====== PASSAGE FOR REVIEW ======

*This network is running live in your browser

The Convolutional Neural Network in this example is classifying images live in your browser using Javascript, at about 10 milliseconds per image. It takes an input image and transforms it through a series of functions into class probabilities at the end. The transformed representations in this visualization can be loosely thought of as the activations of the neurons along the way. The parameters of this function are learned with backpropagation on a dataset of (image, label) pairs. This particular network is classifying CIFAR-10 images into one of 10 classes and was trained with ConvNetJS. Its exact architecture is [conv-relu-conv-relu-pool]x3-fc-softmax, for a total of 17 layers and 7000 parameters. It uses 3x3 convolutions and 2x2 pooling regions. By the end of the class, you will know exactly what all these numbers mean.

======

# PROBLEM 1
In the passage about the network running in the browser, how many layers and parameters does the network have in total?
# PROBLEM 2
Reproduce part of the passage about the network running in the browser, beginning at the words "The Convolutional Neural" and stopping after the words "these numbers mean.".

====== DATA SHOWN ======

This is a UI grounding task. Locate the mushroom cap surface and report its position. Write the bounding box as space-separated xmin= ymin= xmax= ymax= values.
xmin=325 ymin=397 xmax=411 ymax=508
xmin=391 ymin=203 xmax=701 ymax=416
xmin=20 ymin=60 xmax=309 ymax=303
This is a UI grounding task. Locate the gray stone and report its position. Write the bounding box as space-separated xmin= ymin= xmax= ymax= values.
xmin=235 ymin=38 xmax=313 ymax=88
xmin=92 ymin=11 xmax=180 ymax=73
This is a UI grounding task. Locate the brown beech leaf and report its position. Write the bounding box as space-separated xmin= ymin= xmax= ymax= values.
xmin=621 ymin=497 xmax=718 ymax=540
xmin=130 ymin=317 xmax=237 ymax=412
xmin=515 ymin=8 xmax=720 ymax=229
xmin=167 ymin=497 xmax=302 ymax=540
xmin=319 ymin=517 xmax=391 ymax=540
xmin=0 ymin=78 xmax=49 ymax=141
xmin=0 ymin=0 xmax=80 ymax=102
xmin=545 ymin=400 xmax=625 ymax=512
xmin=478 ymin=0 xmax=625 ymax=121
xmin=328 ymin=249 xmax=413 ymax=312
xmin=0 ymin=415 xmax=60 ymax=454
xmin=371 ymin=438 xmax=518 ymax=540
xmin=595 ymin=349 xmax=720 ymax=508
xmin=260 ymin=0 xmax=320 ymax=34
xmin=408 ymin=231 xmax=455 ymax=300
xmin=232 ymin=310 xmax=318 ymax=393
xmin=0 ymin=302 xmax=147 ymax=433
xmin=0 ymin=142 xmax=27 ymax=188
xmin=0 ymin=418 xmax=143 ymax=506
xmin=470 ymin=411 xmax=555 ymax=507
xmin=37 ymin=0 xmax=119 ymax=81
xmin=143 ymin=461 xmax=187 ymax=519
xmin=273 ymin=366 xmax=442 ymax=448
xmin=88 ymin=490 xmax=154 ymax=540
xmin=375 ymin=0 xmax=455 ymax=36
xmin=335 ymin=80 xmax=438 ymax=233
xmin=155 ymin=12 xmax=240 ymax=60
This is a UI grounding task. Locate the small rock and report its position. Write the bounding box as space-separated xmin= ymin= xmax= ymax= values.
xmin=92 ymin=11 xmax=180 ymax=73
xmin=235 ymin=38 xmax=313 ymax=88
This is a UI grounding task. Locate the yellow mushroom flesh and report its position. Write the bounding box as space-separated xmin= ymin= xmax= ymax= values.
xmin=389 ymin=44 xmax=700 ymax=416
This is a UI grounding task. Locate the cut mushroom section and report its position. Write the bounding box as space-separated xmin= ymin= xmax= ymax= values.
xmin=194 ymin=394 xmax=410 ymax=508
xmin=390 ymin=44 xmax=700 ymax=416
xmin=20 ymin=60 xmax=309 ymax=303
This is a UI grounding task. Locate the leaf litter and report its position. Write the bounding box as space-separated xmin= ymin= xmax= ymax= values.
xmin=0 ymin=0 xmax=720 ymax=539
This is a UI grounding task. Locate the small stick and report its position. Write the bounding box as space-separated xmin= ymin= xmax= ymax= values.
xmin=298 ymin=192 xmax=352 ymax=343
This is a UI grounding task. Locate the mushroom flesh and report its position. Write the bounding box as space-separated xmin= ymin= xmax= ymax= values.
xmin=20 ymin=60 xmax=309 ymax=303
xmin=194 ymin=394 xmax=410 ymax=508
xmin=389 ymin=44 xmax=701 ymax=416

======

# YOUR SOLUTION 1
It has 17 layers and 7000 parameters.

# YOUR SOLUTION 2
The Convolutional Neural Network in this example is classifying images live in your browser using Javascript, at about 10 milliseconds per image. It takes an input image and transforms it through a series of functions into class probabilities at the end. The transformed representations in this visualization can be loosely thought of as the activations of the neurons along the way. The parameters of this function are learned with backpropagation on a dataset of (image, label) pairs. This particular network is classifying CIFAR-10 images into one of 10 classes and was trained with ConvNetJS. Its exact architecture is [conv-relu-conv-relu-pool]x3-fc-softmax, for a total of 17 layers and 7000 parameters. It uses 3x3 convolutions and 2x2 pooling regions. By the end of the class, you will know exactly what all these numbers mean.